§ WHAT YOU NEED TO DO: From the line that includes "the wooden shelf" to the last line of the records, inclusive, repeat each line exactly.

━━━ EXTRACTED DATA

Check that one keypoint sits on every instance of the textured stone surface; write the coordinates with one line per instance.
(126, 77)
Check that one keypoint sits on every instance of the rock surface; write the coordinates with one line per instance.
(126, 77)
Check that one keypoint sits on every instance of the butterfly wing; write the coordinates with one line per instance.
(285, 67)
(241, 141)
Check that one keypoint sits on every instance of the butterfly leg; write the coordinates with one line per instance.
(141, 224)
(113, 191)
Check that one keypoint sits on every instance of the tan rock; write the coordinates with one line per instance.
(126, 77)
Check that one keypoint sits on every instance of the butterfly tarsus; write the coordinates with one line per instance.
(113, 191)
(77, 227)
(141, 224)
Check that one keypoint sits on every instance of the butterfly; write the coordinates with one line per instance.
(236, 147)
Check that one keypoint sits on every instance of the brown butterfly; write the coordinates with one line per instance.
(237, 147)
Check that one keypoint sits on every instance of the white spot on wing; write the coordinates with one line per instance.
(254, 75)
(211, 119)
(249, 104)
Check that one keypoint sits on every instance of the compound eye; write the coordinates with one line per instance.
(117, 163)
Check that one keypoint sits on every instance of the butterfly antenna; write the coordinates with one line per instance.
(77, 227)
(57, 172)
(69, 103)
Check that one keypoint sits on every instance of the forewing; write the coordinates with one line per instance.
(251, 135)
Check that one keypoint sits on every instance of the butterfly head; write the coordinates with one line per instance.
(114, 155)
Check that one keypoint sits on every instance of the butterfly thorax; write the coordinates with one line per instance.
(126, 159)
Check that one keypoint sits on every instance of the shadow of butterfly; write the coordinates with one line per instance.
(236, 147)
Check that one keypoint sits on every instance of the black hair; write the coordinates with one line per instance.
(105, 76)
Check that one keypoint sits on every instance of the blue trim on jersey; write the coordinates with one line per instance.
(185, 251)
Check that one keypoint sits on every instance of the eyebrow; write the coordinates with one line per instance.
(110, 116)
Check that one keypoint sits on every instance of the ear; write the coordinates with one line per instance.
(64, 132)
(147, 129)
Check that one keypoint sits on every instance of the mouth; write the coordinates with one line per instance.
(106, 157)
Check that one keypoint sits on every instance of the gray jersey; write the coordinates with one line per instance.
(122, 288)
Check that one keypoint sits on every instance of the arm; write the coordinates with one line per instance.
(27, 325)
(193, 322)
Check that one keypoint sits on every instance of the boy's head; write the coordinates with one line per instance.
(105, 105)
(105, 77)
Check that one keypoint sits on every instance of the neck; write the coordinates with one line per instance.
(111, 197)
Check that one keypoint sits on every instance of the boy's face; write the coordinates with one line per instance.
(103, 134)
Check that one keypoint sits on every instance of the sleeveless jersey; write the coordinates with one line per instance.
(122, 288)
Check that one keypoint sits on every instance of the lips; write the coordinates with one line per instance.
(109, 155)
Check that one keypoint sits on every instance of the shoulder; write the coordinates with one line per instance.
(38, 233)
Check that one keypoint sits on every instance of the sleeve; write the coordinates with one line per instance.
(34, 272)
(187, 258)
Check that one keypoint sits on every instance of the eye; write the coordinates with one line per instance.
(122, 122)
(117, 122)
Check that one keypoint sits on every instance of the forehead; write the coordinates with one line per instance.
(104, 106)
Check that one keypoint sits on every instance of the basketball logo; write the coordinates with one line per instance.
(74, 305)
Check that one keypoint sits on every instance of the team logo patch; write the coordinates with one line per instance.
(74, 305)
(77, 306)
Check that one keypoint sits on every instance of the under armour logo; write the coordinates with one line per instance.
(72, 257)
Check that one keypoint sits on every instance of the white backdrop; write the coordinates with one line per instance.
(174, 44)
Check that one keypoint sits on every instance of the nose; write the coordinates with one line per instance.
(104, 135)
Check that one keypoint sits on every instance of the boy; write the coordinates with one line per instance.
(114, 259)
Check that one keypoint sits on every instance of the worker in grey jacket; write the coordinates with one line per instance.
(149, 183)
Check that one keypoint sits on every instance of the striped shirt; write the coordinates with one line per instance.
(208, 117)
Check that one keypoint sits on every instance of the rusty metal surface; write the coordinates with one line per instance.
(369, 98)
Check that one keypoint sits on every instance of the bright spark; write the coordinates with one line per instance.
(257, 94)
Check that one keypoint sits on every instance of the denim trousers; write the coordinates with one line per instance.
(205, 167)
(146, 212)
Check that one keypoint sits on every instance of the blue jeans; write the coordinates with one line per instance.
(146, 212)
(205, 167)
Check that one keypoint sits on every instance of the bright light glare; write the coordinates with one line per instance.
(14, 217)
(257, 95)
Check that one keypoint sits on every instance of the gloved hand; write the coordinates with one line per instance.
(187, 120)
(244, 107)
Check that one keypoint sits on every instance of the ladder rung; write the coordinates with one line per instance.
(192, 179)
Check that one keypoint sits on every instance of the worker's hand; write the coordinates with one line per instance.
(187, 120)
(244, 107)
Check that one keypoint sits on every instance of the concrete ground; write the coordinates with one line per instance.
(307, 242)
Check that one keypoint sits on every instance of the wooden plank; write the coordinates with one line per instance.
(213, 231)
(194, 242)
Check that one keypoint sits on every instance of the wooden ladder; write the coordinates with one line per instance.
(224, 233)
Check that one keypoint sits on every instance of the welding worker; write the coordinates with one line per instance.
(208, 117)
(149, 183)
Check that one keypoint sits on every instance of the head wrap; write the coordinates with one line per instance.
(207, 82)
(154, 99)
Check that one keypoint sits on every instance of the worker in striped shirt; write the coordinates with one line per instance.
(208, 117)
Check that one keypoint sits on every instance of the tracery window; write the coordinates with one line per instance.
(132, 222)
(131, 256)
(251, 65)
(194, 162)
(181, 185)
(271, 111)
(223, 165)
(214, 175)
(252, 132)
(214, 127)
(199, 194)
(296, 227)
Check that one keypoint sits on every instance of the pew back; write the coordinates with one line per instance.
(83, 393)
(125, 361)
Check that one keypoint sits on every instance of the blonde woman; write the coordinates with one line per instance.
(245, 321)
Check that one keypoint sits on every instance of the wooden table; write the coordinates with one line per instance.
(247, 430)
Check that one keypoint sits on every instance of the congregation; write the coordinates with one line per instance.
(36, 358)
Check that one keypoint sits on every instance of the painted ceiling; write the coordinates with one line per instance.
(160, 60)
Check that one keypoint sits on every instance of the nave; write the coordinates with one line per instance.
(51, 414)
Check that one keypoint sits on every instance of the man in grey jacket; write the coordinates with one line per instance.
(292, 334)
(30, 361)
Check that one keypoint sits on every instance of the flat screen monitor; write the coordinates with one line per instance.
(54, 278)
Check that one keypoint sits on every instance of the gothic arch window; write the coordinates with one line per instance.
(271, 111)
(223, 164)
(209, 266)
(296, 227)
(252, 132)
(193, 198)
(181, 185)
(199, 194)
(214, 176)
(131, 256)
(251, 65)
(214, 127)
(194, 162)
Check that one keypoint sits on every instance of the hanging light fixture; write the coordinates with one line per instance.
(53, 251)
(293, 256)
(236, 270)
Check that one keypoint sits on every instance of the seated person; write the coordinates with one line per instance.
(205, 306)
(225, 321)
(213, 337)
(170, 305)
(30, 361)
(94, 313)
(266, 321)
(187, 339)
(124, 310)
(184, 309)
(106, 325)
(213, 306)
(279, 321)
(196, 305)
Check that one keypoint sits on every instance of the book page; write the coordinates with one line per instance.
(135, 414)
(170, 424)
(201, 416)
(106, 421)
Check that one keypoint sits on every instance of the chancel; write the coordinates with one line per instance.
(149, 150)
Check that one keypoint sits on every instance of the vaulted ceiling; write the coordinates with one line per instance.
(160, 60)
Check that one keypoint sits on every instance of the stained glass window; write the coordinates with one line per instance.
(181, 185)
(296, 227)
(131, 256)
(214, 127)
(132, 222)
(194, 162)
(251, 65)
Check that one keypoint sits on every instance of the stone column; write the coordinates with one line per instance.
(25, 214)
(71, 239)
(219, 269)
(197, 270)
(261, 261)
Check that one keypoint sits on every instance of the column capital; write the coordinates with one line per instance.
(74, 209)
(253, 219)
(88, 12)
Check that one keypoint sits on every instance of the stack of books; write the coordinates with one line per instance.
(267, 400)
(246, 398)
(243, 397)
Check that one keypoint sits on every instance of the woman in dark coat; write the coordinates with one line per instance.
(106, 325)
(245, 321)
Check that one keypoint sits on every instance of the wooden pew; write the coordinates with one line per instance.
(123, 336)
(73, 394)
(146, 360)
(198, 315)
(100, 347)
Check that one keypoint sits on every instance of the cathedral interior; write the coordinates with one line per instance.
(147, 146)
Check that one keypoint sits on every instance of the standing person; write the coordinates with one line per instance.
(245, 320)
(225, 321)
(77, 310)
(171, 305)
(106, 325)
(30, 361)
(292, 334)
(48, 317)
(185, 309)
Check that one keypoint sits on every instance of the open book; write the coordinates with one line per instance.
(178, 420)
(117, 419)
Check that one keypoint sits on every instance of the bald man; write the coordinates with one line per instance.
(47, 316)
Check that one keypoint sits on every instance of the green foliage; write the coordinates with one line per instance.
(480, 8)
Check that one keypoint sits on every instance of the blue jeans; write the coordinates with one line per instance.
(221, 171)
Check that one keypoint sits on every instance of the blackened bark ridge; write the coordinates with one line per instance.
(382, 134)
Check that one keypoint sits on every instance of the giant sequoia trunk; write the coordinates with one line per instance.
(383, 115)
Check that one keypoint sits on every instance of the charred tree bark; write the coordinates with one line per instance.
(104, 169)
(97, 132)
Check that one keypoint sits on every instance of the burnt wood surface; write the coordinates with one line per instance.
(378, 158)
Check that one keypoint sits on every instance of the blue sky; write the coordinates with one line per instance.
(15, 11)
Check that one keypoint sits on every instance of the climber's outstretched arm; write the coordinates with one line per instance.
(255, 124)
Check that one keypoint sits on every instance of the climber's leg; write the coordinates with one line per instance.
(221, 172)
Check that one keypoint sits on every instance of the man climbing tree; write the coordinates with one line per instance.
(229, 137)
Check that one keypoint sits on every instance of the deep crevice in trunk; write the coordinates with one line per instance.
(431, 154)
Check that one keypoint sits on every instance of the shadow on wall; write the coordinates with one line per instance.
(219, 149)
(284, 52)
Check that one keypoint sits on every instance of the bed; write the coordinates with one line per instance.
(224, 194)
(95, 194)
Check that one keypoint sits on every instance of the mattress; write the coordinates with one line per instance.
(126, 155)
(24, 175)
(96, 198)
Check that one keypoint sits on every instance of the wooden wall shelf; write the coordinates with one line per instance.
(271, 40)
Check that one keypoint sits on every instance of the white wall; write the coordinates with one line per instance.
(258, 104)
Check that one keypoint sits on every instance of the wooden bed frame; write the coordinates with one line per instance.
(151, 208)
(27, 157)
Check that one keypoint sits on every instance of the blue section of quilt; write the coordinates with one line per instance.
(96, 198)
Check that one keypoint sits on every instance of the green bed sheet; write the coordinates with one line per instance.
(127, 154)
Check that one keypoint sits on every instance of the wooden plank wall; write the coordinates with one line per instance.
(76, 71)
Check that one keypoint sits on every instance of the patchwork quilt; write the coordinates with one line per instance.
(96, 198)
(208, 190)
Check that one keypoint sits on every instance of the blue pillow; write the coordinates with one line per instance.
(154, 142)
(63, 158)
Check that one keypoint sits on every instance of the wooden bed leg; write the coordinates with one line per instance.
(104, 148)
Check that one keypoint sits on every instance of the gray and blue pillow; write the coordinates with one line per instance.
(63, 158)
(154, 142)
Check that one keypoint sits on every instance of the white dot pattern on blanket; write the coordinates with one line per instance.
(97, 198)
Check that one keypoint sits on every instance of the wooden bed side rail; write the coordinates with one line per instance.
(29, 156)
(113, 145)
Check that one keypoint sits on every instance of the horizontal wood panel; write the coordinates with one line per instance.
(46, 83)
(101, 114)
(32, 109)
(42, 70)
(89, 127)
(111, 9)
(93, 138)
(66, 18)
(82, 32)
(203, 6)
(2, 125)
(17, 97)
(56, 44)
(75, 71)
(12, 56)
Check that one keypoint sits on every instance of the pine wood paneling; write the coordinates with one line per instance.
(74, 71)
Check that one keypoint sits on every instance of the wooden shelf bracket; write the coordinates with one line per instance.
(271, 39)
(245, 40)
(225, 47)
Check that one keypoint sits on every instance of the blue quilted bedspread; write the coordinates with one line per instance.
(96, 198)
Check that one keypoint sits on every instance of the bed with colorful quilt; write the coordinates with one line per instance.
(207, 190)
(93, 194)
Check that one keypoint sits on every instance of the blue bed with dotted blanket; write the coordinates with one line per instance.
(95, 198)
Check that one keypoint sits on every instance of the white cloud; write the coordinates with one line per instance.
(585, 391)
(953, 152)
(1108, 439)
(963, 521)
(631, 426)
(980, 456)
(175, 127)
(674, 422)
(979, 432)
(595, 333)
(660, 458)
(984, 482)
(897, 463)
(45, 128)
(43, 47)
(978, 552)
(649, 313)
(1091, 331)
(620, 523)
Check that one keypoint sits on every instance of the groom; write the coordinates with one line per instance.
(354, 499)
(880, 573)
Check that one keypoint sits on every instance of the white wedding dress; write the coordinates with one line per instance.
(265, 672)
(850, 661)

━━━━━━

§ OUTPUT OF THE EXERCISE:
Check that one keypoint sits on every instance of the wooden shelf bracket; write the coordinates with one line per instance.
(271, 39)
(245, 40)
(225, 47)
Check that one keypoint sits on every instance of the blue quilted bedspread; write the coordinates with one line per instance.
(96, 198)
Check that one keypoint sits on every instance of the bed with colorful quilt; write the coordinates with one line per instance.
(207, 190)
(93, 194)
Check that one keypoint sits on every instance of the blue bed with dotted blanket; write the coordinates with one line per instance.
(95, 198)
Check that one keypoint sits on every instance of the white cloud; write the coordinates with one line per instance.
(585, 391)
(953, 152)
(1108, 439)
(963, 521)
(631, 426)
(980, 456)
(175, 127)
(674, 422)
(979, 432)
(595, 333)
(660, 458)
(984, 482)
(897, 463)
(45, 128)
(43, 47)
(978, 552)
(649, 313)
(1091, 331)
(620, 523)
Check that one keypoint sits on every instance of the groom; write the coordinates with one line per instance.
(354, 499)
(880, 573)
Check that one keypoint sits on every instance of the white wedding dress; write the coordinates with one line per instance.
(265, 672)
(850, 661)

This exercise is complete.